Data for processing -
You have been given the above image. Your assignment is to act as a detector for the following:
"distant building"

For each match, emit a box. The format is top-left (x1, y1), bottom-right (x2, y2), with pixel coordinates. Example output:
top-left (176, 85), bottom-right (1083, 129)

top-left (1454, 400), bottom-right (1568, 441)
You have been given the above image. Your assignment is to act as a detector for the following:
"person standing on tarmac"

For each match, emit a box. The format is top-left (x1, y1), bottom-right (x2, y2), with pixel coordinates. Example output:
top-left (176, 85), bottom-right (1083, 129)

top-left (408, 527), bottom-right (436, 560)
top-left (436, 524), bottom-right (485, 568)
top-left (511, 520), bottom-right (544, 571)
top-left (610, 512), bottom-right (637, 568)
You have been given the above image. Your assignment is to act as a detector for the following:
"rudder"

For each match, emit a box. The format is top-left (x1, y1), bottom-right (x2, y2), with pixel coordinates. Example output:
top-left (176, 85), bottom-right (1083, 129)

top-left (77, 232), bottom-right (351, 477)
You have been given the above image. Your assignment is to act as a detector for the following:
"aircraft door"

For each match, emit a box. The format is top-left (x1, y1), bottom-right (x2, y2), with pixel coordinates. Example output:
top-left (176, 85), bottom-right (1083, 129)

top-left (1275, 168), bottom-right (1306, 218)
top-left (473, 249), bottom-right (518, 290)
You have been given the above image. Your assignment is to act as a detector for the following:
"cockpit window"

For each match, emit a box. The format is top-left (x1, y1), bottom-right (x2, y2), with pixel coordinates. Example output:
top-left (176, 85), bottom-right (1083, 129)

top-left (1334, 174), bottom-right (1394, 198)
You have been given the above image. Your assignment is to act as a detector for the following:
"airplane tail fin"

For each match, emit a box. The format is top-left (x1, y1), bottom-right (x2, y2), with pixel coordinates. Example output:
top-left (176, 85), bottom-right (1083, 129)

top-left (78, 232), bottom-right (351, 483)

What is being asked -
Reproduce every line of the records above verbatim, from the first record through the last.

Task result -
You have been given the above image. Your assignment is to act as a detector for the following:
"distant building"

For each match, emit a box. The format is top-left (x1, y1), bottom-right (x2, y2), with pixel coordinates. Example output:
top-left (176, 85), bottom-right (1083, 129)

top-left (1454, 400), bottom-right (1568, 441)
You have been given the above image. Your assignment is to act as a detector for the following:
"person standing on tarmac"

For each match, emit a box. The format is top-left (x1, y1), bottom-right (x2, y2), with pixel coordinates. Example output:
top-left (176, 85), bottom-right (1083, 129)

top-left (408, 527), bottom-right (436, 560)
top-left (436, 524), bottom-right (485, 568)
top-left (511, 520), bottom-right (544, 571)
top-left (610, 512), bottom-right (637, 568)
You have been given the above image. Your assignment is to act as a detector for the following:
"rudder"

For each match, emit a box. The format is top-left (x1, y1), bottom-right (x2, y2), with pixel coordinates. Example output:
top-left (176, 85), bottom-right (1083, 129)

top-left (77, 232), bottom-right (351, 477)
You have been given the above image. Your assignment is to act as a detector for the following:
"aircraft door"

For each match, emit a box. The format is top-left (x1, y1), bottom-right (x2, y2), with pixel coordinates. Example output:
top-left (176, 85), bottom-right (1083, 129)

top-left (1275, 168), bottom-right (1306, 218)
top-left (473, 249), bottom-right (518, 290)
You have been given the above image. Your assignment is to act as a detector for the following:
"cockpit window"

For each match, emit a box. The format is top-left (x1, y1), bottom-right (x2, y2), with pixel coordinates. Example output:
top-left (176, 85), bottom-right (1083, 129)

top-left (1334, 174), bottom-right (1394, 198)
You have been given the above image. Your assignment is to act as a detector for the following:
"airplane tail fin"

For each match, emit a box. The format is top-left (x1, y1), bottom-right (x2, y2), with pixel coordinates. Example output:
top-left (176, 85), bottom-right (1083, 129)

top-left (78, 232), bottom-right (351, 483)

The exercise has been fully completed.